— start —
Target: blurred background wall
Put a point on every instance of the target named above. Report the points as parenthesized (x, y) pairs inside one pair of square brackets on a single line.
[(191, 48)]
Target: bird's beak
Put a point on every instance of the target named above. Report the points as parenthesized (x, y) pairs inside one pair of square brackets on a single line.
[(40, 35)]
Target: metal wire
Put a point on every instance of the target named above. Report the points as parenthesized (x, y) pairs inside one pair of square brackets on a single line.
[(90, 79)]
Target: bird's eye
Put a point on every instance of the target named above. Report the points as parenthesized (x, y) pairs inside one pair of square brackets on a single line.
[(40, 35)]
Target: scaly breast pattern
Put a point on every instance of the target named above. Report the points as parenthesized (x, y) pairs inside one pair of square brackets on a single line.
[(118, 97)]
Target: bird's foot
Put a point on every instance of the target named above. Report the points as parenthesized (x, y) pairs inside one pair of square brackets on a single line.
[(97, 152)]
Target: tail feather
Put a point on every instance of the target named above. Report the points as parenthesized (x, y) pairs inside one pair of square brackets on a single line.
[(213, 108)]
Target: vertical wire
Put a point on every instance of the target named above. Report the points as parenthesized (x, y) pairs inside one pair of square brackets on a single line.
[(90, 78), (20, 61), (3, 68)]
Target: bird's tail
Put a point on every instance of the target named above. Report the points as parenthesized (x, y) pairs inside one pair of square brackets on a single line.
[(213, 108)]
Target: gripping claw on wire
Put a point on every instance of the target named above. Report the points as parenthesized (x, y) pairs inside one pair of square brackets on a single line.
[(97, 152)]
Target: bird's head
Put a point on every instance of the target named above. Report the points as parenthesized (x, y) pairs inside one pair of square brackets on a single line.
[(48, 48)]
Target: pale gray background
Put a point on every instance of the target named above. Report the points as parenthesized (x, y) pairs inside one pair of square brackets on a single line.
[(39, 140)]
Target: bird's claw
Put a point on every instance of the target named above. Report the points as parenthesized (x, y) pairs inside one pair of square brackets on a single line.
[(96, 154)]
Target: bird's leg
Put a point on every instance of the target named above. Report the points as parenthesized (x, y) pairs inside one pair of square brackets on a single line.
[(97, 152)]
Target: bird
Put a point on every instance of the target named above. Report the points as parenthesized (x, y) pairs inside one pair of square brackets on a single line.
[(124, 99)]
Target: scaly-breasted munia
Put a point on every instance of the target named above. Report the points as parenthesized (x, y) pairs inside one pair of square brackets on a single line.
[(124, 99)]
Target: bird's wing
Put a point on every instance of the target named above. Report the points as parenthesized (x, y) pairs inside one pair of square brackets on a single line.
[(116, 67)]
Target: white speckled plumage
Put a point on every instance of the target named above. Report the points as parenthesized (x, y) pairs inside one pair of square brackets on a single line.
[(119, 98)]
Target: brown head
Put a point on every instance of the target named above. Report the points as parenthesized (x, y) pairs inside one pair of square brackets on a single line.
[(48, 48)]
— end —
_Task directions_
The data above must be returned in full, exactly as written.

_Result for this exercise_
Target: blurred background wall
Put a point on every instance of the target named above. Report the points as parenthesized (x, y) pairs inside one pair of square brackets on a single line.
[(191, 48)]
Target: bird's beak
Put a point on every instance of the target named above. Report the points as parenthesized (x, y) pairs inside one pair of square brackets on a single line.
[(40, 35)]
Target: metal wire
Put a point on every instance of the target named above. Report the points as parenthesized (x, y) pairs inside one pair of square brackets on a single line.
[(90, 79)]
Target: bird's eye
Put a point on every instance of the target named above. Report the points as parenthesized (x, y) pairs inside one pair of square brackets on a single line.
[(40, 35)]
Target: scaly breast pattern
Put a point on every instance of the target named above. Report the points as parenthesized (x, y) pairs inside one pair of square brackets on a single line.
[(118, 97)]
Target: bird's foot
Put a point on every instance of the target named above. Report the points as parenthesized (x, y) pairs inside one pair of square brackets on a single line.
[(97, 152)]
Target: tail feather
Put a point on every instance of the target named above. Report the points as parenthesized (x, y) pairs inside one pair of square brackets on a single line.
[(213, 108)]
Target: vertical wire
Put a point on every instance of the target named above. Report the points as parenthesized (x, y) pairs inside one pair of square brackets on a single line.
[(90, 78), (20, 61), (3, 68)]
Target: bird's tail
Put a point on every instance of the target named above. Report the points as parenthesized (x, y) pairs inside one pair of square brackets on a single line.
[(213, 108)]
Target: gripping claw on wire
Put a point on every instance of the target named above. Report the points as parenthesized (x, y) pairs inside one pair of square brackets on a single line.
[(97, 152)]
Target: bird's head
Put a point on every instance of the target named above. Report the points as parenthesized (x, y) pairs inside one pair of square brackets on a single line.
[(48, 48)]
Target: pale gray background
Put a point on every instance of the target named above. Report the points as parenthesized (x, y) pairs inside one pair of square brackets on a single line.
[(39, 140)]
Target: bird's claw
Put a point on every instance of the target named above. Report the points as parenthesized (x, y) pairs inside one pair of square brackets on a single line.
[(96, 154)]
Target: bird's leg
Put a point on every instance of the target named above. Report the points as parenthesized (x, y) pairs inside one pair of square brackets on a single line.
[(97, 152)]
Target: bird
Put a point on every instance of the target named above. Report the points as parenthesized (x, y) pairs inside one pair of square brackets on a single line.
[(124, 99)]
Target: scaly-breasted munia
Put a point on every instance of the target named above. Report the points as parenthesized (x, y) pairs inside one pair of square brackets on a single line.
[(124, 99)]
Target: bird's wing
Put a point on every instance of the target named above. Report the points as parenthesized (x, y) pairs inside one pair of square brackets on a single line.
[(116, 67)]
Target: white speckled plumage
Put a point on every instance of the target named above. Report the points as parenthesized (x, y) pairs inside one pair of square brackets on a single line.
[(119, 98)]
Target: brown head
Put a point on every instance of the target named above. Report the points as parenthesized (x, y) pairs inside one pair of square brackets on a single line.
[(48, 48)]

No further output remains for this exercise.